### ACTIVIDADES:
• 1. Según el fragmento sobre las obras del compositor, ¿por qué el público silbó y pateó el concierto para violín y orquesta en su estreno?
• 2. Repite del fragmento sobre las obras del compositor el pasaje que empieza en las palabras "Varias óperas, de" y termina después de "un hombre desgraciado.".

### FRAGMENTO:
Tres conciertos para piano y orquesta, de ellos seguramente el más conocido de todo el repertorio pianístico, el número 1, Op.23 que todo el mundo conoce, y el número 2, menos conocido pero de calidad incluso superior. En cuanto al número 3, en realidad es una adaptación del primer movimiento de su nunca terminada séptima sinfonía.

Un concierto para violín y orquesta, considerado como el Everest de los conciertos de violín, el culmen del género, aunque en su estreno fue silbado y pateado por un público que no estaba preparado para semejante exhibición.

Varias óperas, de las que la más conocida, y considerada como una de las mejores óperas rusas, es Eugenio Oneguin.

Tres ballets… pero eso sí, seguramente los tres ballets más conocidos del repertorio: El Lago de los Cisnes, La Bella Durmiente y El Cascanueces.

Diferentes oberturas y obras sinfónicas en un movimiento, como la Obertura 1812 o el Capricho Italiano, además de canciones, obras de cámara, sonatas para piano…

Es resumen, uno de los tres o cuatro mejores compositores de la historia. Un grandísimo compositor… y un hombre desgraciado.

(Filas de origen)
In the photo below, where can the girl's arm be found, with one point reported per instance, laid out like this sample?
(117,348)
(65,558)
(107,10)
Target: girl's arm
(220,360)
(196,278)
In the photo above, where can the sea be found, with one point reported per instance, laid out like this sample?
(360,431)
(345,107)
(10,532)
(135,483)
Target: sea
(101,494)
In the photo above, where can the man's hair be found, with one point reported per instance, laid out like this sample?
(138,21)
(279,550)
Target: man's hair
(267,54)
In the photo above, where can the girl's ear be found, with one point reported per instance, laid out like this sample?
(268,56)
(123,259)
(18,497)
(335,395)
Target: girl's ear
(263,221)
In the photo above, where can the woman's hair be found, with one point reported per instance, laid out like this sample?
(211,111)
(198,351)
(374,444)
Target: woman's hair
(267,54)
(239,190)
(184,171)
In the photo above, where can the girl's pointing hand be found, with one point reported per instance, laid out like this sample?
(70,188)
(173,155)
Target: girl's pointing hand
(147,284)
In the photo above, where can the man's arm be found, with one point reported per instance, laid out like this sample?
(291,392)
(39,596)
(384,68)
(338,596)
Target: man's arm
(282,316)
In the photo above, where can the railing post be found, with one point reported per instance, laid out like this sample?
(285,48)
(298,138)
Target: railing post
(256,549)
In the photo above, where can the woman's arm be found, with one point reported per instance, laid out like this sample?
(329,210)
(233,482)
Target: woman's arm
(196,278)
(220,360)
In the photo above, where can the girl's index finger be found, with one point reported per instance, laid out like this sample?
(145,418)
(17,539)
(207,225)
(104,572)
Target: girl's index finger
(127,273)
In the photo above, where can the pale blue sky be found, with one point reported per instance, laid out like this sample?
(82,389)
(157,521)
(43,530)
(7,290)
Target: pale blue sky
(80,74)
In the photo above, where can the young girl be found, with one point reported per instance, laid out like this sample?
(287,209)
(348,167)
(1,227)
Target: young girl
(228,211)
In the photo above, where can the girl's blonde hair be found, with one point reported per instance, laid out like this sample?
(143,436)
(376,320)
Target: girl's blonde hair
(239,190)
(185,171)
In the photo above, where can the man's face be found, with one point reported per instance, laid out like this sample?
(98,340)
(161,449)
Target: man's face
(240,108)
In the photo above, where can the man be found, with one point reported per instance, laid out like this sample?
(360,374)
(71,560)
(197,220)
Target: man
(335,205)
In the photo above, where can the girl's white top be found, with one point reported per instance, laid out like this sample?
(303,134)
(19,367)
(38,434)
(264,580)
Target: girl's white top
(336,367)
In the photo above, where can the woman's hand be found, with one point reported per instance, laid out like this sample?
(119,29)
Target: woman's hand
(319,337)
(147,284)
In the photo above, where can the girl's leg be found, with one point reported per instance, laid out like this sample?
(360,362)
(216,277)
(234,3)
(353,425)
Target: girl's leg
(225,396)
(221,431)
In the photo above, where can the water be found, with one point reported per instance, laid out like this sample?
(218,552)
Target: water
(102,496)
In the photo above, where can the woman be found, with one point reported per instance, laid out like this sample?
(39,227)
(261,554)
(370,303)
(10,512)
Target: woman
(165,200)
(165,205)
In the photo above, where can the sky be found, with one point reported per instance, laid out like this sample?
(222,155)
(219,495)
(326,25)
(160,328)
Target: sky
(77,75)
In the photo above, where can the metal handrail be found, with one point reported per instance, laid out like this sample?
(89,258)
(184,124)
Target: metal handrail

### SOLUCIONARIO:
• 1. Según el fragmento, el público silbó y pateó el concierto en su estreno porque no estaba preparado para semejante exhibición.

• 2.
Varias óperas, de las que la más conocida, y considerada como una de las mejores óperas rusas, es Eugenio Oneguin.

Tres ballets… pero eso sí, seguramente los tres ballets más conocidos del repertorio: El Lago de los Cisnes, La Bella Durmiente y El Cascanueces.

Diferentes oberturas y obras sinfónicas en un movimiento, como la Obertura 1812 o el Capricho Italiano, además de canciones, obras de cámara, sonatas para piano…

Es resumen, uno de los tres o cuatro mejores compositores de la historia. Un grandísimo compositor… y un hombre desgraciado.